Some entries
* BEGIN *

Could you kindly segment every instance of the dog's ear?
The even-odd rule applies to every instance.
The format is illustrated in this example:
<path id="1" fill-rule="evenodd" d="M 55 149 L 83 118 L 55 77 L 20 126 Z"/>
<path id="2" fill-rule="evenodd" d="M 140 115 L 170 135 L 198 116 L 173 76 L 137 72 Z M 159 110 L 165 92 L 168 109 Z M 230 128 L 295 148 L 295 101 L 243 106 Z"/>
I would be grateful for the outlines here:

* END *
* BEGIN *

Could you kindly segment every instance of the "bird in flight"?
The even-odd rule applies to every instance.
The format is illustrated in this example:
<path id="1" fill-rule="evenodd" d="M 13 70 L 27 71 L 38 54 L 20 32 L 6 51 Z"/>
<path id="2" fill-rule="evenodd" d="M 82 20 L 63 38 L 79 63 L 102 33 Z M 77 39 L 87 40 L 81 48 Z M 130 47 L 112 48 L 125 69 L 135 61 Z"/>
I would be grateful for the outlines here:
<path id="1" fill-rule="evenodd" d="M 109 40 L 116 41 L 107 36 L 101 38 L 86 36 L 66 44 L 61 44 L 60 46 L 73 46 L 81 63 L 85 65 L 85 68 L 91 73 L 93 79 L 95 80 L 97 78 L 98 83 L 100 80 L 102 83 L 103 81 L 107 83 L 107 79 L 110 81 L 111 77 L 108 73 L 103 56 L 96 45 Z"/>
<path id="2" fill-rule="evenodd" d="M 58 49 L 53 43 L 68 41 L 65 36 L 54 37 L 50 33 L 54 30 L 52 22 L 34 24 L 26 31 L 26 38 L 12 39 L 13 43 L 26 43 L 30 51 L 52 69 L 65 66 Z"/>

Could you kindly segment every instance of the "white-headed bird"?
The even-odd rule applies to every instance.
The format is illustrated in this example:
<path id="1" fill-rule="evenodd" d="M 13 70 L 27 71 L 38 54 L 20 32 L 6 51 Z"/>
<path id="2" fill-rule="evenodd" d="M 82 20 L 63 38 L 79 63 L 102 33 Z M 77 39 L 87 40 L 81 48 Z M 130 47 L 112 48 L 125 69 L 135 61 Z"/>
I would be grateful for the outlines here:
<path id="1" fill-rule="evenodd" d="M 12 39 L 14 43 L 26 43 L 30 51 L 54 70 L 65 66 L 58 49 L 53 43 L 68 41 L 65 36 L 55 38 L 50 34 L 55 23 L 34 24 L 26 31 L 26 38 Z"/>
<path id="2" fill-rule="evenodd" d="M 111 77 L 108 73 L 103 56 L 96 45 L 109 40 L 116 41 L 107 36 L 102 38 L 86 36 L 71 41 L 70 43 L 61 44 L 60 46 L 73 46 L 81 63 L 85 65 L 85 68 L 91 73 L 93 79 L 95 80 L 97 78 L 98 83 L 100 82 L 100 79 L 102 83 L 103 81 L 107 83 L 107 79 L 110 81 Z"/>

* END *
* BEGIN *

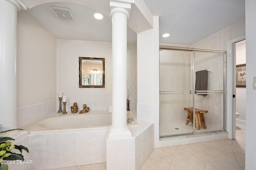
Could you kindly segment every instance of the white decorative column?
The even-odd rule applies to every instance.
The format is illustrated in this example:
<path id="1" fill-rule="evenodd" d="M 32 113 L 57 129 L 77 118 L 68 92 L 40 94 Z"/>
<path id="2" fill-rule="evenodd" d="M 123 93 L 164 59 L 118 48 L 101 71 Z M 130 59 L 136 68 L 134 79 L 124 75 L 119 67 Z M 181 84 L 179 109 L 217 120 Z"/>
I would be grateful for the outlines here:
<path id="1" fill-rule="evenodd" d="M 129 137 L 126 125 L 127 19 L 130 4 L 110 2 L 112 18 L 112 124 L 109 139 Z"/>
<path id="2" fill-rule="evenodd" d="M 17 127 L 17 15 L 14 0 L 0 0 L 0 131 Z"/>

* END *

- INSTRUCTIONS FOR THE TASK: Can you tally the lines in the entries above that contain the word "Could" and give only the number?

- RIGHT ANSWER: 4